**** SOURCE DATA ****

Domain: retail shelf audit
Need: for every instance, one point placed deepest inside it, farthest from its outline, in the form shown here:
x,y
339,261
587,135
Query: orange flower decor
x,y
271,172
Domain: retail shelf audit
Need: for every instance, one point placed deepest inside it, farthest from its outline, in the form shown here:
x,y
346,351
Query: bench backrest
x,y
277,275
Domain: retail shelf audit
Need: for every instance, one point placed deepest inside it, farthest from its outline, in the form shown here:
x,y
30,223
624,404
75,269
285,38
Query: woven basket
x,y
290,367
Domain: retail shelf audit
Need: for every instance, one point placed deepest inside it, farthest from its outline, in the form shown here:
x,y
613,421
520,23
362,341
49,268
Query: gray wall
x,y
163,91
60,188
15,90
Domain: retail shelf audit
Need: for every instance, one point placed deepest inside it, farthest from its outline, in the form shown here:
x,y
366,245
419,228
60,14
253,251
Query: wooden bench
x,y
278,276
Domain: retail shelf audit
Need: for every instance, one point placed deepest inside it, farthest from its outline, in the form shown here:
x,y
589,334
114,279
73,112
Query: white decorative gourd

****

EXERCISE AIM | What's needed is an exact copy of every entry.

REPLY |
Domain: retail shelf audit
Need: for every instance, one point placed deepest inside it, farthest from its outline, in the form shown here:
x,y
339,261
587,135
Query: orange flower decor
x,y
271,172
Domain: retail shelf audit
Need: for every instance, one point placed deepest inside it, farthest from its outline, in the form shown here:
x,y
346,351
Query: bench backrest
x,y
277,275
Domain: retail shelf audit
Need: for every instance, one point placed deepest inside it, farthest from its outline, in the form shown here:
x,y
30,223
624,404
75,269
285,38
Query: woven basket
x,y
290,367
Domain: retail shelf audit
Need: for every instance, one point placed deepest inside it, farthest from its outline, in the form shown here:
x,y
613,421
520,23
362,341
49,268
Query: gray wall
x,y
163,91
60,188
15,90
Domain: retail shelf audit
Need: for every instance, one point placed deepest inside it, farthest from its outline, in the form shown here:
x,y
366,245
419,228
60,14
253,251
Query: wooden bench
x,y
278,276
Domain: retail shelf audit
Need: for every instance, one point placed deepest inside it, farthest from its outline, in the form shown here:
x,y
589,334
114,279
73,112
Query: white decorative gourd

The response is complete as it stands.